** start Record set **
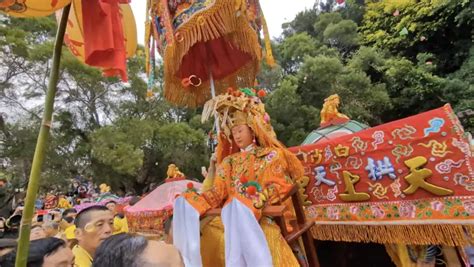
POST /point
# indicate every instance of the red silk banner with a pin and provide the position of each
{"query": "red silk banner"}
(416, 171)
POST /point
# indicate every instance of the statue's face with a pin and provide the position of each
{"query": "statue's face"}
(242, 135)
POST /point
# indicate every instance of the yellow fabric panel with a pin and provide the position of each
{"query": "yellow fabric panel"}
(82, 258)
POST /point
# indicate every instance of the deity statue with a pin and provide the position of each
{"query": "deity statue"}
(253, 170)
(329, 113)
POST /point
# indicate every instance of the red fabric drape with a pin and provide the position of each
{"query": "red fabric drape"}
(103, 36)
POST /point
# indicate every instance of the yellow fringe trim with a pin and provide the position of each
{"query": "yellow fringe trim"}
(442, 234)
(220, 20)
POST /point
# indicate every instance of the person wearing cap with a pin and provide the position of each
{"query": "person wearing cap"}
(120, 221)
(253, 170)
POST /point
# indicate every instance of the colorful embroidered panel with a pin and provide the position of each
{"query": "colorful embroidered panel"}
(416, 170)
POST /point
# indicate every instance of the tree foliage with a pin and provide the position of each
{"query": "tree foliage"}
(386, 59)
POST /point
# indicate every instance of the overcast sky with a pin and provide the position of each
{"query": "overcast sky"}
(276, 13)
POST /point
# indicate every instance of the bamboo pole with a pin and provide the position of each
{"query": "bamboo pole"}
(27, 217)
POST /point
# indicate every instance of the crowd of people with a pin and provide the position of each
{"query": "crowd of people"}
(95, 236)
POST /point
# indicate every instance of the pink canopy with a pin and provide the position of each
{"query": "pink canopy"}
(162, 197)
(150, 213)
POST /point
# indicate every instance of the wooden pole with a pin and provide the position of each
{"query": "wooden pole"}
(28, 212)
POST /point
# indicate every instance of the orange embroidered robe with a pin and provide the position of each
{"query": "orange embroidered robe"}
(264, 169)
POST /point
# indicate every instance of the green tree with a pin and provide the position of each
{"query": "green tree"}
(291, 119)
(442, 28)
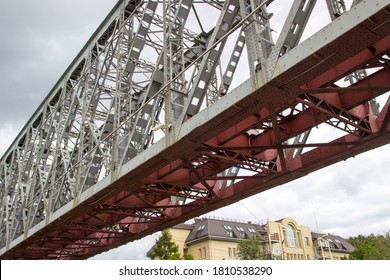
** end Record set **
* [What you are asked to do]:
How many lines in the rows above contain the string "bamboo", matching case exactly? Reply with the number alone.

* [Correct answer]:
2